◆ Your tasks:
• a. In the gas price report, what is the national average price of diesel per gallon?
• b. Write out the passage of the gas price report between "(GasBuddy) For the" and "at $5.08 per gallon.", inclusive.
• c. Resume the gas price report where it stops.

◆ Text provided:
------------------------------------

(GasBuddy) For the second straight week, the nation’s average gas price has fallen, declining 5.4 cents from a week ago and stands at $4.17 per gallon Monday according to GasBuddy data compiled from more than 11 million individual price reports covering over 150,000 gas stations across the country. The national average is up 25.5 cents from a month ago and $1.31 per gallon higher than a year ago. The national average price of diesel has fallen 3.6 cents in the last week and stands at $5.08 per gallon.

“Oil prices fell last week as Covid cases in China surged, prompting restrictions on movements and hurting oil demand. Meanwhile, President Biden’s announcement that the U.S. would be releasing 180 million barrels from the Strategic Petroleum Reserve caused an even further decline in oil, leading gas prices in nearly all areas of the country to fall over the last week,” said Patrick De Haan, head of petroleum analysis at GasBuddy. “So long as oil prices remain under $100 per barrel and there’s no escalations in Russia’s war on Ukraine, we may be poised to see gas prices decline again this week as the U.S. and other countries try to raise oil supply to tip prices lower.”

------------------------------------

◆ Entries supplied:
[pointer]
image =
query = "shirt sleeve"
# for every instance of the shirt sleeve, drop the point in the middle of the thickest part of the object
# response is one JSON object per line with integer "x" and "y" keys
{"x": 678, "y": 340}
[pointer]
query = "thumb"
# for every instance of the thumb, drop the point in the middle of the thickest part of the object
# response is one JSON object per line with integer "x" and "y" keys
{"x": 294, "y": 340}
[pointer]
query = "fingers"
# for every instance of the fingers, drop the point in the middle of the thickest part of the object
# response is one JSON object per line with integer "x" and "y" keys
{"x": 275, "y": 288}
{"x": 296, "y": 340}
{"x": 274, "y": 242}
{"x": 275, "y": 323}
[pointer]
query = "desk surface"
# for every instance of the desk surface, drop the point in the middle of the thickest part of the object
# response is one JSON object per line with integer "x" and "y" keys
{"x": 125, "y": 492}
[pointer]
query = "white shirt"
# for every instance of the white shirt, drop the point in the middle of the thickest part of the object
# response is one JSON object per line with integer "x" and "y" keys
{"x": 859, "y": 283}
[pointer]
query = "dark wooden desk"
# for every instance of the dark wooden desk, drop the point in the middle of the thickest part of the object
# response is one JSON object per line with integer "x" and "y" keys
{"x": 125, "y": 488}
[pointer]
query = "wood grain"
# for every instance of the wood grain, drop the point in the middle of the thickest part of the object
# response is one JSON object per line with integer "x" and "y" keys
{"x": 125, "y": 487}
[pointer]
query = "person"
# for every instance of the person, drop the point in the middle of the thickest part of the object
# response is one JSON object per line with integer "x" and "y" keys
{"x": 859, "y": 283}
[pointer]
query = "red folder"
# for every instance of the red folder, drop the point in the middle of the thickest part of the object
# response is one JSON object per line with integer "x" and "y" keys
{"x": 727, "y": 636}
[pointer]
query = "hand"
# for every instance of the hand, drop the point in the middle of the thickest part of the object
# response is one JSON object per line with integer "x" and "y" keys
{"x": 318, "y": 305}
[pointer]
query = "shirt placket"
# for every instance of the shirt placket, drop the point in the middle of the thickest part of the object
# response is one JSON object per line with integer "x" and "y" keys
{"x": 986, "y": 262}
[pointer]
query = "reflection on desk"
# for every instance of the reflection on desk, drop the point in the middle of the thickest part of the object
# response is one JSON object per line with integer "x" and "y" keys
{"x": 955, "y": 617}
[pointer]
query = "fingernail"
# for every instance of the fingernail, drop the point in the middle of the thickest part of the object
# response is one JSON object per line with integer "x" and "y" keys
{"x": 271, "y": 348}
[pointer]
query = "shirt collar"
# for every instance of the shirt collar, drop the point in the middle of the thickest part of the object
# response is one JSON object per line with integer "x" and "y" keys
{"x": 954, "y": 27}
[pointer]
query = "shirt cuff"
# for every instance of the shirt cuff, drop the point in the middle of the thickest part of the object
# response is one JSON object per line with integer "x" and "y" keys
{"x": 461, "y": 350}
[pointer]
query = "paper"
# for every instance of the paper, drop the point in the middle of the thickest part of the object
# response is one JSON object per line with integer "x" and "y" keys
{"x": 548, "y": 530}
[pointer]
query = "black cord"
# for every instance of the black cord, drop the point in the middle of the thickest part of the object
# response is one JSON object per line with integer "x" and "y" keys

------------------------------------

◆ Answers to the problems:
• a. $5.08 per gallon.

• b.
(GasBuddy) For the second straight week, the nation’s average gas price has fallen, declining 5.4 cents from a week ago and stands at $4.17 per gallon Monday according to GasBuddy data compiled from more than 11 million individual price reports covering over 150,000 gas stations across the country. The national average is up 25.5 cents from a month ago and $1.31 per gallon higher than a year ago. The national average price of diesel has fallen 3.6 cents in the last week and stands at $5.08 per gallon.

• c.
With President Biden’s surprise announcement that the nation would release 180 million barrels of crude oil last week, the price of oil fell under $100 in the second half of the week. In addition, a jump in Covid cases in China sparked renewed concerns about demand destruction. In early Monday trade, a barrel of West Texas Intermediate crude oil was up $2.39/bbl to $101.66, still about $1 lower than it was a week ago as it was in the midst of a $7 decline then. Brent crude oil was also up in early Monday trade by $1.96 to $106.35 per barrel, just a touch higher than last Monday’s $106.13 per barrel print. Oil prices have remained quite volatile as Russia’s war on Ukraine and global events change by the moment.

According to Baker Hughes, last week’s U.S. rig count was up 3 rigs to 673, and was 243 rigs higher than a year ago. The Canadian rig count was down by 16 to 124, or 55 more than a year ago.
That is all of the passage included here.